---- TESTO PROPOSTO
«Sono pronto a tornare a casa». Domenico Tedesco si è raccontato a Cronache

by Redazione Cronache

di Marco Canestrelli

C’è un detto che dice: «La fortuna è quando l’opportunità incontra la preparazione».

Di norma è così, ma Domenico Tedesco ha dimostrato che a volte devi essere tu a tracciare la via. 

Da un bambino che ha lasciato l’Italia a soli 2 anni, all’essere uno degli allenatori più promettenti in Europa.

Ha cominciato la sua carriera in Germania, dove ha iniziato ad allenare mentre lavorava dopo essersi laureato all’università e aver conseguito un Master. 

«Il calcio è un mondo difficile, molto competitivo. All’inizio, quando allenavo nelle giovanili dello Stoccarda, non riuscivo a vivere di quello.

Ho provato prima come calciatore, ma a 18 anni ho capito che non c’era un futuro. Allora ho cominciato ad allenare, ma avevo bisogno di sostenermi economicamente.

Ho studiato tanto: mi sono laureato in ingegneria meccanica industriale e ho preso anche un Master. Ho iniziato a lavorare e nel mentre allenavo. Avevo un sogno e ho fatto di tutto per raggiungerlo.

La svolta è arrivata nel 2017: allenavo l’U19 dell’Hoffenheim e mi arriva la chiamata dell’Erzgebirge Aue, in 2. Bundesliga.
--------
---- INFORMAZIONI FORNITE
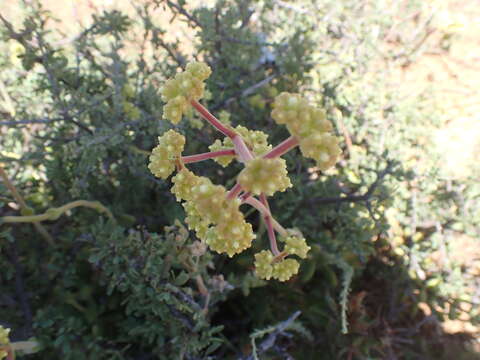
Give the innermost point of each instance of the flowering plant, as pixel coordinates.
(212, 211)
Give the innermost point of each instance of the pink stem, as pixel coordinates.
(213, 120)
(282, 148)
(241, 149)
(265, 212)
(206, 156)
(245, 196)
(232, 194)
(268, 221)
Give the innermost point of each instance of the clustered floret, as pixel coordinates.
(211, 211)
(296, 245)
(256, 140)
(310, 125)
(168, 151)
(215, 219)
(265, 176)
(266, 267)
(4, 341)
(185, 87)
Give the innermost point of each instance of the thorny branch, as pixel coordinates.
(272, 338)
(355, 198)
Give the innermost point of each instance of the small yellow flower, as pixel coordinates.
(163, 157)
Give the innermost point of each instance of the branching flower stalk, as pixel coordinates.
(212, 211)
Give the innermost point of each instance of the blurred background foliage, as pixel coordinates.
(393, 233)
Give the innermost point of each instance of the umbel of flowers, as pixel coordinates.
(213, 212)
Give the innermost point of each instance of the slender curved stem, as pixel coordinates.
(205, 156)
(265, 212)
(16, 195)
(234, 191)
(269, 222)
(242, 150)
(213, 120)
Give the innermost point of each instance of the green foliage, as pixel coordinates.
(85, 113)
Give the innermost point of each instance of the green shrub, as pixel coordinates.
(141, 286)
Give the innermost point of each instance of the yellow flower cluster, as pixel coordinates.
(296, 245)
(4, 341)
(186, 86)
(265, 176)
(310, 125)
(215, 219)
(163, 157)
(266, 269)
(256, 140)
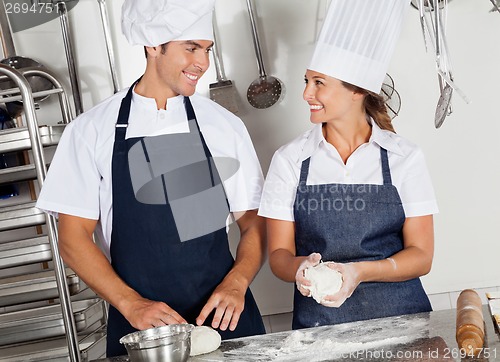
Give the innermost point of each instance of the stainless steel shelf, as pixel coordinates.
(23, 252)
(36, 287)
(20, 215)
(18, 139)
(46, 322)
(56, 350)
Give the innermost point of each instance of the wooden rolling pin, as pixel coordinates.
(470, 322)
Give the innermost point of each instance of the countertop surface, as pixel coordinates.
(416, 337)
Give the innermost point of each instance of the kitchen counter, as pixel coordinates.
(416, 337)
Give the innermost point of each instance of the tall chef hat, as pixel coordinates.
(357, 40)
(155, 22)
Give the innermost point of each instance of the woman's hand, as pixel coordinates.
(300, 279)
(350, 281)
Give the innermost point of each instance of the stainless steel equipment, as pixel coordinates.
(70, 57)
(266, 90)
(36, 82)
(221, 92)
(170, 343)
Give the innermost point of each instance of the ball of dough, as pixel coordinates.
(324, 281)
(204, 340)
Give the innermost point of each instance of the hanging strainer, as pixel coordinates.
(391, 97)
(266, 90)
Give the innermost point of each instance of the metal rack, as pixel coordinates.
(45, 314)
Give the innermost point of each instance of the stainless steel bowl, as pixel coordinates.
(170, 343)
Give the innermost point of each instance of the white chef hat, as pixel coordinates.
(357, 40)
(155, 22)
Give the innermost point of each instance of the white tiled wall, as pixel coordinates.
(283, 322)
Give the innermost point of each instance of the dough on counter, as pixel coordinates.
(324, 281)
(204, 340)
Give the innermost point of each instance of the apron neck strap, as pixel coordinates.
(122, 121)
(386, 171)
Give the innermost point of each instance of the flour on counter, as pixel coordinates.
(320, 344)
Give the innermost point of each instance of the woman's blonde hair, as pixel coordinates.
(374, 107)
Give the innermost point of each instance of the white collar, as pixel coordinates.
(383, 138)
(150, 103)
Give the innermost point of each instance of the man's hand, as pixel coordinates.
(144, 313)
(228, 301)
(350, 281)
(300, 279)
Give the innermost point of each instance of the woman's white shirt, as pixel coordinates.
(79, 180)
(406, 161)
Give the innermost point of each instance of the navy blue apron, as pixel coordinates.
(146, 249)
(350, 223)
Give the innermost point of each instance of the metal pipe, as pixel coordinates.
(63, 99)
(219, 69)
(41, 171)
(5, 34)
(109, 43)
(68, 46)
(256, 41)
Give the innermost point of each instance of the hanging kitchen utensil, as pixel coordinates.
(391, 97)
(37, 83)
(109, 43)
(70, 58)
(221, 92)
(266, 90)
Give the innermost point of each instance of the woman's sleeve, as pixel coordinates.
(280, 188)
(417, 192)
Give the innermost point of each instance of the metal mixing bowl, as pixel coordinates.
(170, 343)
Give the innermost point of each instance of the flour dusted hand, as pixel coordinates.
(204, 340)
(350, 281)
(300, 279)
(324, 281)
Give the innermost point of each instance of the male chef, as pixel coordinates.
(156, 172)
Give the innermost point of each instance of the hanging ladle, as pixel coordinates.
(266, 90)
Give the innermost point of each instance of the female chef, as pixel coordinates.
(351, 191)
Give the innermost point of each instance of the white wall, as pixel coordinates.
(461, 155)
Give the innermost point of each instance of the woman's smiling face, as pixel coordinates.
(327, 97)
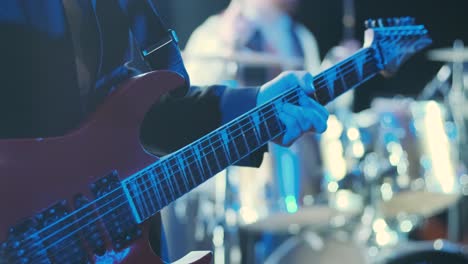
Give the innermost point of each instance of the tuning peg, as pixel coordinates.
(381, 22)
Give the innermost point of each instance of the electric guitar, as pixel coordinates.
(86, 197)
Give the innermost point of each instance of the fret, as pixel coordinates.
(193, 166)
(293, 97)
(231, 146)
(341, 77)
(168, 175)
(199, 160)
(263, 130)
(163, 184)
(209, 158)
(253, 119)
(149, 192)
(135, 195)
(141, 193)
(225, 141)
(184, 168)
(177, 175)
(152, 176)
(219, 149)
(188, 168)
(272, 123)
(237, 140)
(248, 132)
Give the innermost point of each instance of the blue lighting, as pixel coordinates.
(113, 257)
(291, 204)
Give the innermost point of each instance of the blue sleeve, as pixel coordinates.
(177, 121)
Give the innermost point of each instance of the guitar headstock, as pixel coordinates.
(395, 40)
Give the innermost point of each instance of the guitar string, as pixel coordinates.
(254, 128)
(80, 219)
(148, 189)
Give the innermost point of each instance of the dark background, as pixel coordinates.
(446, 20)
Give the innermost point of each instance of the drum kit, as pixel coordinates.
(359, 191)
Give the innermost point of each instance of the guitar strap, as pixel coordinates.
(157, 44)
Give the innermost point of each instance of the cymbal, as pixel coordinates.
(250, 58)
(448, 55)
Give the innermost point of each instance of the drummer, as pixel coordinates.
(263, 26)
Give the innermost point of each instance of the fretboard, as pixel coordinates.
(160, 184)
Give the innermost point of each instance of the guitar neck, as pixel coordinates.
(160, 184)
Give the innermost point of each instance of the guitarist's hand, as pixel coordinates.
(298, 119)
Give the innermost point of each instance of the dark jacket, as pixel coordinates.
(40, 95)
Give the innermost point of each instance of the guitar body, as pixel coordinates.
(35, 174)
(85, 197)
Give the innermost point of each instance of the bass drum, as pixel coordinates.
(434, 252)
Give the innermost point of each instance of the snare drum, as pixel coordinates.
(416, 139)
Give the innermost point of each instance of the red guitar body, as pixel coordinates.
(37, 173)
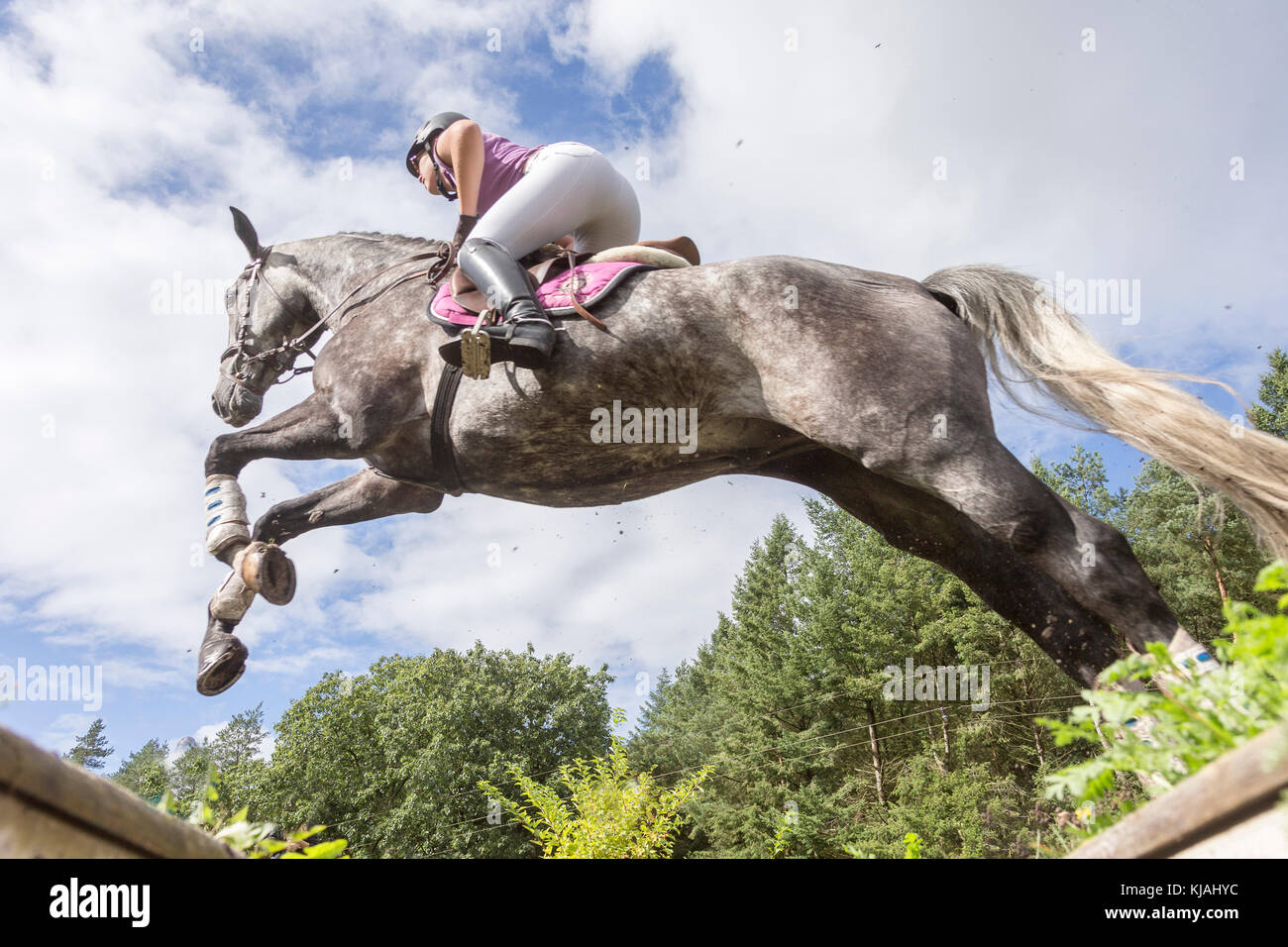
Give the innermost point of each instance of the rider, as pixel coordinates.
(513, 200)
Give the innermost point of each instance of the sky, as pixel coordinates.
(1141, 142)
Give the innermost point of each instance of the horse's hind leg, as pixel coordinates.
(909, 399)
(1076, 639)
(362, 496)
(1089, 558)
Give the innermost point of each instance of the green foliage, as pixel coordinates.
(1271, 416)
(253, 839)
(145, 771)
(786, 701)
(90, 748)
(1171, 732)
(600, 808)
(391, 757)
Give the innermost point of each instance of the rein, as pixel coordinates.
(282, 357)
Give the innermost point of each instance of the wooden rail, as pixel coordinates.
(51, 808)
(1228, 809)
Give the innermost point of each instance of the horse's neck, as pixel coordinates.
(333, 266)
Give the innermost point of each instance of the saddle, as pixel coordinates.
(566, 283)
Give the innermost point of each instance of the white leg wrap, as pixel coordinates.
(233, 596)
(1190, 655)
(226, 513)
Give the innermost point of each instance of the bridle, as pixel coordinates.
(282, 357)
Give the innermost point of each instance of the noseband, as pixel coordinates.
(282, 357)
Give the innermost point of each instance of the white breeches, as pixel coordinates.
(570, 189)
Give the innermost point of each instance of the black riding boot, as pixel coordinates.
(524, 335)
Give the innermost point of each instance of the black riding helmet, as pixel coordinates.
(424, 141)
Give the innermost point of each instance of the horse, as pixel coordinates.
(866, 386)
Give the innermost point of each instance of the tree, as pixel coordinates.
(1198, 549)
(235, 754)
(90, 748)
(600, 808)
(391, 758)
(1273, 416)
(145, 771)
(189, 774)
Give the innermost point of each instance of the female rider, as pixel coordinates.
(513, 200)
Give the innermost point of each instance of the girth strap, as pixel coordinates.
(441, 453)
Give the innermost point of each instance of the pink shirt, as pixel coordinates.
(502, 166)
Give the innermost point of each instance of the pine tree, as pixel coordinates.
(145, 771)
(1273, 418)
(90, 748)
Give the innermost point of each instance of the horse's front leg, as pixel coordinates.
(309, 431)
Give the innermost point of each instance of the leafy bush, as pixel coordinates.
(1168, 733)
(250, 838)
(599, 808)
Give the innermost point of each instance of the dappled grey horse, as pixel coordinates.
(864, 386)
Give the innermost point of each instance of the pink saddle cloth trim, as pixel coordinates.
(590, 281)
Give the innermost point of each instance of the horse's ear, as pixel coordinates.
(245, 232)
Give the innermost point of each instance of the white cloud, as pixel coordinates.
(1104, 163)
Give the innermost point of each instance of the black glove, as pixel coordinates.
(463, 230)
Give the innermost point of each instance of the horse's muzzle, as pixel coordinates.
(235, 405)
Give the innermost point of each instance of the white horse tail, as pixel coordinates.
(1013, 315)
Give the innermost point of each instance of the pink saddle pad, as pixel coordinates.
(589, 281)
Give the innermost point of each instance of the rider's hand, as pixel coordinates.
(463, 230)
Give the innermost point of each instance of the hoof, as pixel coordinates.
(267, 570)
(220, 661)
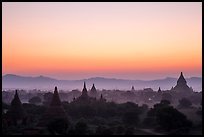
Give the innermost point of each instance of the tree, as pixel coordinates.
(81, 127)
(167, 96)
(170, 118)
(131, 118)
(58, 126)
(184, 103)
(35, 100)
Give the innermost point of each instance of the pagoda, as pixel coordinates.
(181, 86)
(16, 112)
(93, 91)
(54, 111)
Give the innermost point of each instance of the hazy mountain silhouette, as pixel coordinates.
(42, 82)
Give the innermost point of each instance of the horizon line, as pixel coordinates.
(51, 77)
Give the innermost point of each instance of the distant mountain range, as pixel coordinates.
(10, 81)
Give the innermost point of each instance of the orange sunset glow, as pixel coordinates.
(120, 40)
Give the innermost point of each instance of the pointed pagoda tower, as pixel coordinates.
(93, 92)
(84, 92)
(54, 111)
(16, 112)
(133, 88)
(159, 90)
(182, 86)
(102, 99)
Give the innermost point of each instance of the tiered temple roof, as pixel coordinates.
(93, 91)
(16, 111)
(54, 111)
(182, 86)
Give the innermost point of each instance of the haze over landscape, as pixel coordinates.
(113, 40)
(10, 81)
(124, 68)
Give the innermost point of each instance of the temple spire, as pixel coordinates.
(16, 110)
(181, 80)
(55, 98)
(84, 91)
(159, 90)
(84, 85)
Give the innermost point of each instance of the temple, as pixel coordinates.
(85, 98)
(181, 86)
(132, 89)
(54, 111)
(16, 114)
(93, 91)
(159, 90)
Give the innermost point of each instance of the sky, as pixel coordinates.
(117, 40)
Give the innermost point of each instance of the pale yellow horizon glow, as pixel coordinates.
(106, 39)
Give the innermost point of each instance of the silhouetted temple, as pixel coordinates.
(93, 91)
(54, 111)
(102, 99)
(182, 86)
(16, 113)
(85, 98)
(159, 90)
(132, 89)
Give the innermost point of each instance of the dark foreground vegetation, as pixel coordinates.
(108, 118)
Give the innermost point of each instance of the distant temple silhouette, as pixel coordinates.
(85, 98)
(181, 88)
(132, 89)
(182, 85)
(159, 90)
(16, 114)
(54, 111)
(93, 91)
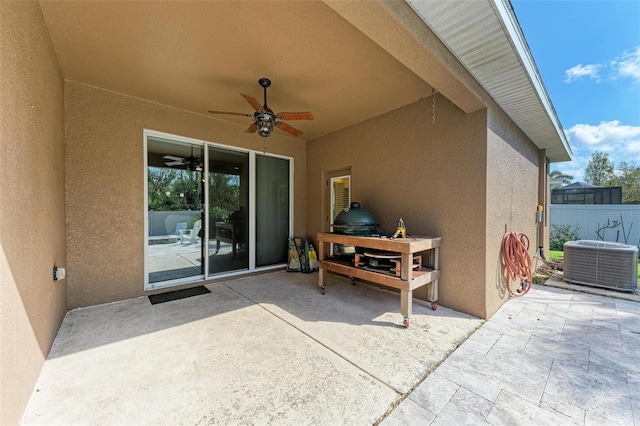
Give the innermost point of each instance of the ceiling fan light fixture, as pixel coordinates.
(264, 125)
(264, 119)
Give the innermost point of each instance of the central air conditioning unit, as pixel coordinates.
(601, 264)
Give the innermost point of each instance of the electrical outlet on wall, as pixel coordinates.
(59, 273)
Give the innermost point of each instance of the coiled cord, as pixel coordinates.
(517, 262)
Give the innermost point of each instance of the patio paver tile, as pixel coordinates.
(434, 392)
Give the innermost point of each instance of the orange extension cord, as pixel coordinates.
(517, 262)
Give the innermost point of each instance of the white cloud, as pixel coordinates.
(608, 135)
(628, 65)
(621, 142)
(580, 71)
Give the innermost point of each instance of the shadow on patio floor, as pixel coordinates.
(267, 348)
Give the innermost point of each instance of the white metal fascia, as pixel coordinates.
(484, 35)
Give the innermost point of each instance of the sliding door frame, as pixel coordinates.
(147, 133)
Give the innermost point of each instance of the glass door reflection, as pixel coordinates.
(228, 210)
(175, 212)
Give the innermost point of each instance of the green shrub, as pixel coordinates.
(560, 234)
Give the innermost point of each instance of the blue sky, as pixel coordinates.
(588, 54)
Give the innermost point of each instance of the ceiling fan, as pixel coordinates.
(192, 163)
(264, 119)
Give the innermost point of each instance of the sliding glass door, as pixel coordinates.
(175, 207)
(272, 210)
(228, 210)
(213, 210)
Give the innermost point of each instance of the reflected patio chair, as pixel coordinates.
(181, 228)
(191, 235)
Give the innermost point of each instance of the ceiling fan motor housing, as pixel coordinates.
(264, 123)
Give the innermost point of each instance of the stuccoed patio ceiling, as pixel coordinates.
(343, 61)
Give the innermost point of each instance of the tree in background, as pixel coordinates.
(563, 178)
(599, 171)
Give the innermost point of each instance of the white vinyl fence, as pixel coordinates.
(607, 222)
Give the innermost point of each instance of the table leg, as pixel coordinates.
(321, 272)
(406, 305)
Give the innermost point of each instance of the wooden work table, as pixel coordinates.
(411, 276)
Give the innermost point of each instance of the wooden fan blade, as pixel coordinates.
(231, 113)
(171, 157)
(295, 115)
(288, 129)
(253, 102)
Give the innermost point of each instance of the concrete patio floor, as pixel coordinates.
(553, 357)
(256, 350)
(270, 349)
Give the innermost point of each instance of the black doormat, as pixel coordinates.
(178, 294)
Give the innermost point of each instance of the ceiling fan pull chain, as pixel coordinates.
(433, 105)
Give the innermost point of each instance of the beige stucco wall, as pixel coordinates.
(512, 196)
(105, 184)
(32, 209)
(431, 175)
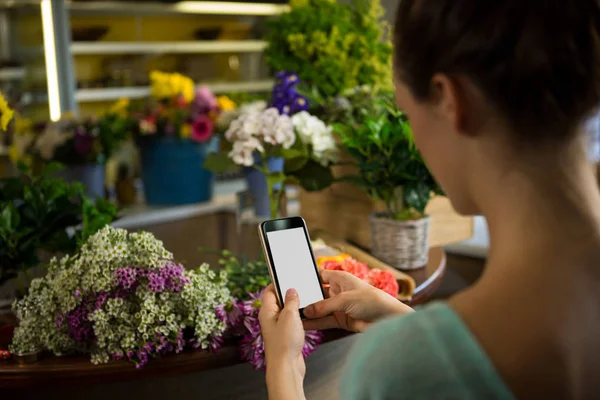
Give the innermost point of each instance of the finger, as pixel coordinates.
(269, 306)
(292, 301)
(327, 307)
(337, 277)
(321, 324)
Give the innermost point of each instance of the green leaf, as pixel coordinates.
(9, 218)
(275, 177)
(218, 162)
(313, 176)
(52, 168)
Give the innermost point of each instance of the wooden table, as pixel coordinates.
(66, 370)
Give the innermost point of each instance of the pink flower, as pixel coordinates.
(383, 280)
(331, 265)
(202, 129)
(205, 100)
(356, 268)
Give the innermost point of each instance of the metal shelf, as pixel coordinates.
(153, 8)
(12, 73)
(193, 47)
(109, 94)
(182, 7)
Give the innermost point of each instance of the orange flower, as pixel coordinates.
(339, 258)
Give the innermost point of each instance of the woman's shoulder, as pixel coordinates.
(427, 354)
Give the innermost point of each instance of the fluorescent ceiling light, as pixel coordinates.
(219, 7)
(50, 55)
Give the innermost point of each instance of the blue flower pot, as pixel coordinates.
(90, 175)
(257, 184)
(172, 170)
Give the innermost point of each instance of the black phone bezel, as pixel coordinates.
(282, 224)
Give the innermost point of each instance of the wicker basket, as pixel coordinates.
(401, 244)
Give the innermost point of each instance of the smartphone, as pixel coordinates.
(291, 261)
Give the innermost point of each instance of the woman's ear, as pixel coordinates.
(449, 101)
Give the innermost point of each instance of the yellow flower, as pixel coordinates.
(225, 104)
(186, 131)
(6, 113)
(166, 86)
(19, 148)
(120, 107)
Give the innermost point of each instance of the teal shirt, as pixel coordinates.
(429, 354)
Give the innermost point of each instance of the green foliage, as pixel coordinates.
(44, 213)
(244, 276)
(219, 162)
(313, 177)
(113, 130)
(332, 46)
(391, 169)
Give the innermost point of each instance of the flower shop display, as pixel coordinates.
(331, 45)
(391, 170)
(383, 280)
(44, 213)
(175, 132)
(82, 145)
(246, 281)
(122, 296)
(241, 317)
(6, 113)
(278, 145)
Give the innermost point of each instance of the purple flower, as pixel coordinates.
(180, 342)
(79, 327)
(251, 347)
(285, 96)
(156, 282)
(83, 142)
(169, 129)
(215, 343)
(59, 321)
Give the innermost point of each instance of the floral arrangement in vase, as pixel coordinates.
(246, 281)
(69, 141)
(122, 296)
(332, 46)
(283, 131)
(379, 140)
(383, 280)
(176, 108)
(392, 171)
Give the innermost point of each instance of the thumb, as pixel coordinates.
(327, 307)
(292, 301)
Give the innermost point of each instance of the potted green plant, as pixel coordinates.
(42, 213)
(392, 171)
(331, 45)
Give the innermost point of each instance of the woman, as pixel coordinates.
(497, 92)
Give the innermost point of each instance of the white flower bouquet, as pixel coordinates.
(121, 297)
(305, 143)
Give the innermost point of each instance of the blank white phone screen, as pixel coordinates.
(294, 266)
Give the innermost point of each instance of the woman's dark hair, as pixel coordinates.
(536, 61)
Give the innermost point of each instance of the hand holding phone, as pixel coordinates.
(290, 259)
--------
### CONSEGNA SCRITTA
Rispondi in base all'intervista a Domenico Tedesco:
(a) A quale età Tedesco ha lasciato l'Italia?
(b) In quale disciplina si è laureato?
(c) Quale squadra lo ha chiamato nel 2017, e in quale campionato giocava?
Il materiale proviene da un'altra fonte.

### RISPOSTA
(a) A 2 anni.
(b) In ingegneria meccanica industriale.
(c) L'Erzgebirge Aue, che giocava in 2. Bundesliga.